→ Exercise prompt: Repeat the entries that follow verbatim, without any of their pictures.
(Provided material)
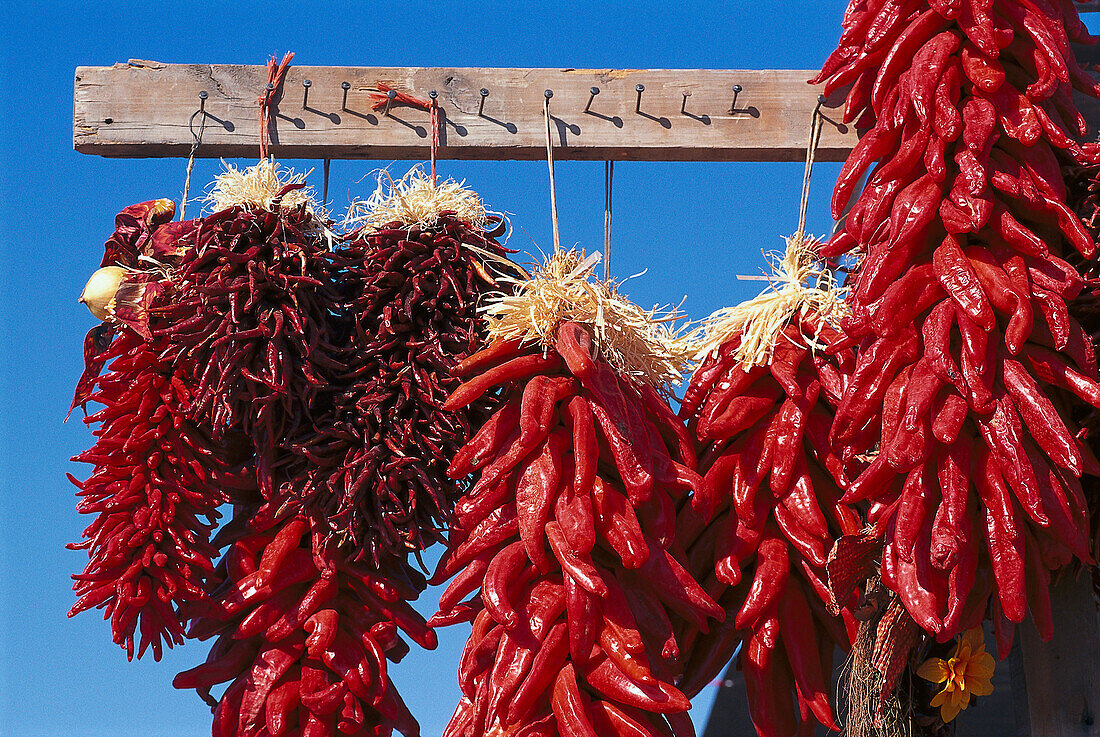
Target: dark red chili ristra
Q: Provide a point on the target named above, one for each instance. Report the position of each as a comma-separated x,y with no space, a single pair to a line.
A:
378,453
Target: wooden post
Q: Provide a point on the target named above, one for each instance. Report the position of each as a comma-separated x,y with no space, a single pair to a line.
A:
143,108
1062,678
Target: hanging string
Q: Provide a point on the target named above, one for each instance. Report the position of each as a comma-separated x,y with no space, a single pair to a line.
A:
325,191
196,142
381,101
276,73
815,133
553,196
435,138
608,176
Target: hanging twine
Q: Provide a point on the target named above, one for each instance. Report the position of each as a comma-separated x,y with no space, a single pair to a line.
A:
815,134
435,138
553,196
608,176
196,142
276,73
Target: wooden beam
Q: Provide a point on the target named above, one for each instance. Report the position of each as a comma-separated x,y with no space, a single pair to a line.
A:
142,109
1063,675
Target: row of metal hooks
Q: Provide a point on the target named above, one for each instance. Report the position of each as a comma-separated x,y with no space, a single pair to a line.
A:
484,94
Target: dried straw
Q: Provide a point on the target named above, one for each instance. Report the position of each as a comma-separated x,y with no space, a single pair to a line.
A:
256,187
637,343
416,200
799,284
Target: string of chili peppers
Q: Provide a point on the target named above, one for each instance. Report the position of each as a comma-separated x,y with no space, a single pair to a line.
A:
158,477
759,529
564,547
968,361
377,470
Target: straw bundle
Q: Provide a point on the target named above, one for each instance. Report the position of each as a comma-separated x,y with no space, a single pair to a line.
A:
637,343
799,283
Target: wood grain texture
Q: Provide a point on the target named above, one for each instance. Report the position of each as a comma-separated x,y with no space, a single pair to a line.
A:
1063,675
142,109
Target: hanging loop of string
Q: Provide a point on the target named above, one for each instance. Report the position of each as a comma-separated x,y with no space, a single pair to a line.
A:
276,73
435,135
196,142
553,195
325,191
815,133
608,176
383,97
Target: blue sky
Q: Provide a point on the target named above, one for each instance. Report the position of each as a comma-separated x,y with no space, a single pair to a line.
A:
692,226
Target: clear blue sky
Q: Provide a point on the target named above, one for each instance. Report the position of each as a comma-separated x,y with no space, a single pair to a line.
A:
692,226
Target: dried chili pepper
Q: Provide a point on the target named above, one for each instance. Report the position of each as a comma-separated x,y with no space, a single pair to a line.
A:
574,619
378,455
303,636
158,477
760,528
968,425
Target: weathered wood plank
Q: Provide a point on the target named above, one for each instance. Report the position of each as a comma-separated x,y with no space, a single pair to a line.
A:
1063,675
142,109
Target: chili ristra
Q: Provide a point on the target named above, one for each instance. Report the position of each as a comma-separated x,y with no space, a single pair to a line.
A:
968,362
759,529
377,459
564,548
303,636
158,477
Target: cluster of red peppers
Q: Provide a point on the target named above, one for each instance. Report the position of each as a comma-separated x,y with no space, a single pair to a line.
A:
254,364
378,472
968,360
568,545
158,476
759,530
612,556
304,635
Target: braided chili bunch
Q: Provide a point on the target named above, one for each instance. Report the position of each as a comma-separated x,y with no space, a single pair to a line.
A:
253,312
567,543
304,634
966,350
157,477
409,295
759,529
155,494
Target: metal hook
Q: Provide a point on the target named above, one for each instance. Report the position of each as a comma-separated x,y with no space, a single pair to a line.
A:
592,96
737,90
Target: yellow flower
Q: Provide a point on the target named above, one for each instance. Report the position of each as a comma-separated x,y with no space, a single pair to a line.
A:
966,673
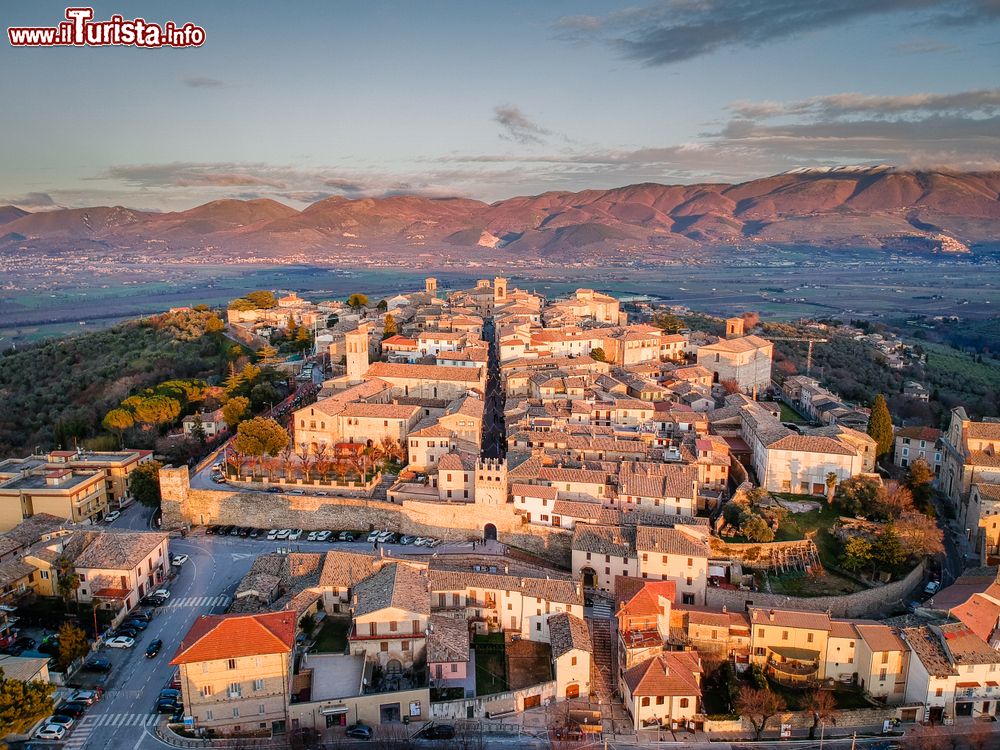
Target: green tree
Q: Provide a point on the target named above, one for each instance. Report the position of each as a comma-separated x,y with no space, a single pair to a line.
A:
831,486
880,426
67,580
857,554
23,703
259,437
267,355
357,302
920,480
756,529
888,552
118,420
667,322
157,410
234,410
198,430
389,328
73,644
857,496
144,483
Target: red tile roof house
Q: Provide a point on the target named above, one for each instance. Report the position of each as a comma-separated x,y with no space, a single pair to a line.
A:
663,691
235,672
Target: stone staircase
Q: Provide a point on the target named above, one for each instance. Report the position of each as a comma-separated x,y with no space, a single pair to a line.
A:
602,667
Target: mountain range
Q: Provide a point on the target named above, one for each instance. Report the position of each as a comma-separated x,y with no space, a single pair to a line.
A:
858,207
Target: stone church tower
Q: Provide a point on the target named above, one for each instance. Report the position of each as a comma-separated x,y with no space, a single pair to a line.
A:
356,343
491,481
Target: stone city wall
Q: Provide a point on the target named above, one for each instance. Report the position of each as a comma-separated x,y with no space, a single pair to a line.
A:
183,505
867,603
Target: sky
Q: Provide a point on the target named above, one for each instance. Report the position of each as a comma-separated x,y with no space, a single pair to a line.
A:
298,101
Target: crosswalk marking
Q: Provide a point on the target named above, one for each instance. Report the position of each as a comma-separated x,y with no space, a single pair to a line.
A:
199,601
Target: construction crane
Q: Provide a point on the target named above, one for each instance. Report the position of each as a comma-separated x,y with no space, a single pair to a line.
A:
809,351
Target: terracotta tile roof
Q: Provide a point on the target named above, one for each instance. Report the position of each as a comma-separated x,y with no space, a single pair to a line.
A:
980,614
119,550
541,491
669,541
605,540
424,372
343,569
881,638
568,632
644,599
555,590
919,433
448,640
792,618
380,411
396,585
216,637
671,673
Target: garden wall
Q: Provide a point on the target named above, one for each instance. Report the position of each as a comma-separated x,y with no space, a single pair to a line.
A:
868,603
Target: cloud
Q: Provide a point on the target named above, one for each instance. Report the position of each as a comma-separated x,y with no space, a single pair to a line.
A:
187,174
517,127
976,102
32,202
672,31
923,47
202,82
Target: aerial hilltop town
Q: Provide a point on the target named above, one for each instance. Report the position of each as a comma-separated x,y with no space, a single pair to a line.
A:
483,508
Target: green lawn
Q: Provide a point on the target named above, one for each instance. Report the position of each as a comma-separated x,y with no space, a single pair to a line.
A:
788,414
332,637
491,666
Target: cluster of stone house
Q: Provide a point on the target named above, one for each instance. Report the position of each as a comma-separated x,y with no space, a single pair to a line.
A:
78,486
113,568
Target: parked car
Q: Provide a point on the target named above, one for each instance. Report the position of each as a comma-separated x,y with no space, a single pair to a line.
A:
168,707
66,722
71,708
359,732
97,665
50,732
87,697
438,732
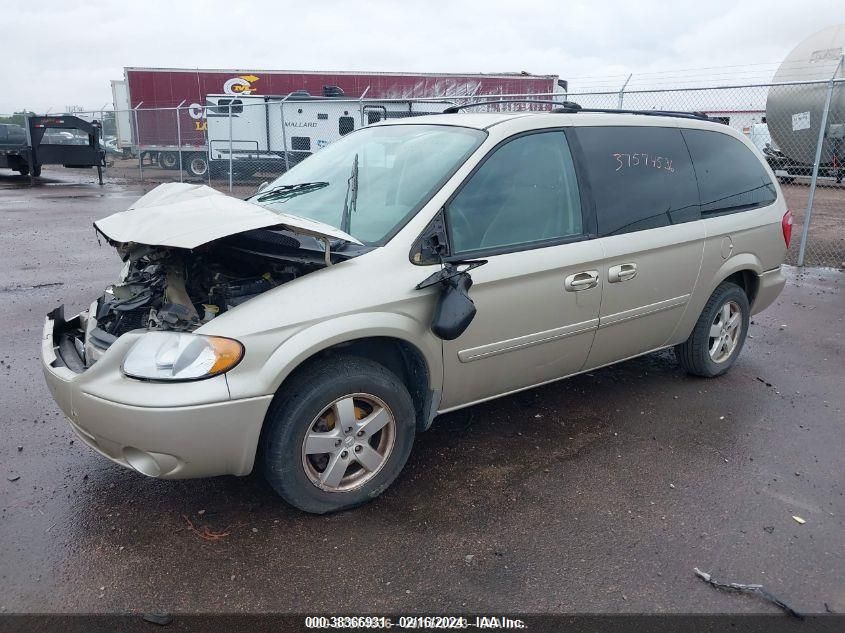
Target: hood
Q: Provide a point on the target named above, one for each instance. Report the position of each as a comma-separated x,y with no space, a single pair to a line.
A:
(End Provided material)
→ The answer:
Target: dark red chili ristra
Q: Provide a point on the target named above, one for each instance. Report the position of each as a comma-separated x,y with no space, a single pair to a line.
A:
378,453
Target: wooden post
Q: Provide a point on the target named above, one for each instance. Report the position of each as a comma-separated x,y with no space, a single pair to a line.
A:
143,108
1062,678
Target: hanging string
Q: Provide a point on the target named above, one for each instance. Report the position of each as a comma-separated x,y with no space, a single pair to a line.
A:
325,191
196,142
381,101
276,73
815,133
553,196
435,138
608,176
Target: hanging twine
Q: Provide a point on the target named above, one for each instance. Report the position of each as a comma-separated x,y with no space, a single pair to a line.
A:
815,134
435,138
553,196
608,176
196,142
276,73
Target: wooden beam
Q: Provide a point on the target named above, one for each instance. Report the position of each as a comma-separated x,y with no space, a single pair to a line.
A:
142,109
1063,675
Target: row of metal hooks
Q: Provide a point on the target named above, one for each instance. Report the position of each as a comma-separated x,y with no space, a single pair to a line.
A:
484,94
Target: dried straw
Q: Provide a point on the target named above, one for each instance. Report the position of each as a comma-separated x,y with no space, a single pair to a line.
A:
256,187
637,343
416,200
799,284
Target: string of chili peppers
Q: Provide a point on the target named above, one for each instance. Report the position of each as a comma-separated x,y with no space, a single pair to a line.
A:
158,477
759,529
564,547
968,361
377,470
Target: straw bundle
Q: Provide a point on the target named above, one for each instance. Report the position of each as a comma-separated x,y with no space, a single pair to a line.
A:
637,343
799,283
Target: wood grain texture
Q: Provide a point on the target named above, one for each instance. Report the position of each as a comma-separated x,y with no space, a single pair to a line.
A:
1063,675
142,109
Target: hanging loop of string
Q: Provide a point on the target named above, one for each instance. Report the position of each as a comma-separated x,y with no space, a single pair to a line.
A:
276,73
435,135
196,142
553,195
325,191
815,133
608,176
383,97
Target: blue sky
Q: Provide a point on the target named above, one for each instance. Report the position of each as a comma-separated x,y with no space, a single pair to a line.
A:
692,226
Target: clear blue sky
Q: Provide a point on the target named above, one for each instance. Report the position of each as a comma-separated x,y with no space, a single pair to a line.
A:
692,226
Target: dried chili pepper
Q: Provide a point on the target named above, one for each instance. Report the position of each as a comma-separated x,y with no space, a single pair to a line.
A:
574,619
378,455
303,636
158,477
760,528
968,425
Target: weathered wood plank
Q: Provide a point on the target named above, one for each instance. Report the position of each as a comma-separated x,y with no space, a single pair to a line.
A:
1063,675
142,109
Target: chili ristra
Q: Provide a point on the target named above, one for each instance. Report the position of each as a comma-separated x,y with no space, a single pair to a line.
A:
968,362
759,529
377,459
564,548
303,636
158,477
Target: cluster of red peppers
Q: Provide a point on the target named above, one for each instance. Report the position of each as a comma-separated x,y with no space, a single pair to a line.
A:
254,364
378,472
968,360
568,545
158,476
759,530
612,556
304,635
Target: braided chili bunch
Q: Provide a point on the target named above, one for each instance. Report the position of each as a comma-separated x,y with no space, a single pair to a line.
A:
253,312
567,543
304,634
966,350
157,477
409,295
759,529
155,494
Target: metal hook
Q: Provide a point on the target named above, one for each instance. Report the position of each as a comma-separated x,y with no space, a single pair to a line.
A:
592,96
737,90
Target: yellow flower
Q: Provide a point on the target named above, one for each instance. Report the position of each as a comma-separated x,y with no space, a single pair to a line.
A:
966,673
Target: green tree
Q: Provide a point on the target named above, one for each instance. Report the position of each as a comma-separated x,y with no space, a single pair to a line.
A:
831,486
880,426
67,580
857,554
23,703
259,437
267,355
357,302
920,480
756,529
888,552
118,420
667,322
157,410
234,410
198,430
389,328
73,644
857,496
144,483
Target: red tile roof house
Q: Provide a point on the target named above, one for each instance. Report the position of each as a comma-separated x,y with no space, a single pair to a line.
A:
663,691
235,672
Target: stone staircase
Q: Provide a point on the target named above, one for each instance. Report the position of each as a comma-separated x,y with no space, a single pair to a line.
A:
602,667
Target: mountain range
Q: Provide a point on the target named above, one for each instance. Report the position of each as a comma-separated x,y with no space, a single pair to a line.
A:
858,207
Target: stone church tower
Q: Provide a point on the target named above, one for each instance. Report the position of each as a comma-separated x,y with no space, a single pair to a line.
A:
356,343
491,481
Target: stone city wall
Q: Provide a point on the target named above, one for each instance. Report the position of each as a comma-separated x,y with no space, a single pair to a line.
A:
183,505
867,603
Target: sky
Q: Provide a point on the target named above, one for each instance. Report the position of each as a comma-separated x,y with no space, a single pair to a line.
A:
298,101
Target: crosswalk marking
Q: Provide a point on the target named above, one for each instance. Report the position of each as a comma-separated x,y with no space, a single pair to a line.
A:
199,601
Target: construction crane
Q: Provide a point on the target named above, one for each instance. Report the position of each as a comma-separated x,y with no space, a single pair to a line.
A:
809,351
Target: terracotta tile roof
Q: Provide a point on the target named above, one for each instance. Report the position of each as a comma-separated x,y with no space, a single pair to a line.
A:
980,614
119,550
541,491
669,541
605,540
424,372
343,569
881,638
568,632
644,599
555,590
919,433
448,640
792,618
380,411
396,585
216,637
671,673
Target: garden wall
Q: Provide a point on the target named above, one for each instance. Report the position of each as a comma-separated x,y with no space, a single pair to a line.
A:
868,603
Target: cloud
Q: Provide a point on the target named above, one for each instance. Report the position of each as a comma-separated x,y with no space, a single pair to a line.
A:
187,174
517,127
976,102
32,202
672,31
923,47
202,82
Target: aerial hilltop town
Q: Provide a point on the target named above, one for each instance. Report the position of each as a comma-separated x,y with no space, a single pair to a line.
A:
483,508
Target: green lawn
Q: Provide a point on the target named above, one for each instance. Report the position of each as a comma-separated x,y with no space, a single pair to a line.
A:
788,414
332,637
491,666
Target: cluster of stone house
Q: Provide a point on the target named above, one for each instance. Report the position of each as a comma-separated x,y with no space, a single pair to a line.
A:
78,486
113,568
Target: parked car
Q: Provide a point on the target named above, one for each instance. Report the position of each as a comma-separated x,y with no space, a single pair to a line.
A:
168,707
66,722
71,708
359,732
97,665
50,732
87,697
438,732
Target: hood
Q: Provide a point on the target named above, one for each instance. Report the position of each as a comma-separated x,y with no space, a single pair to a line.
A:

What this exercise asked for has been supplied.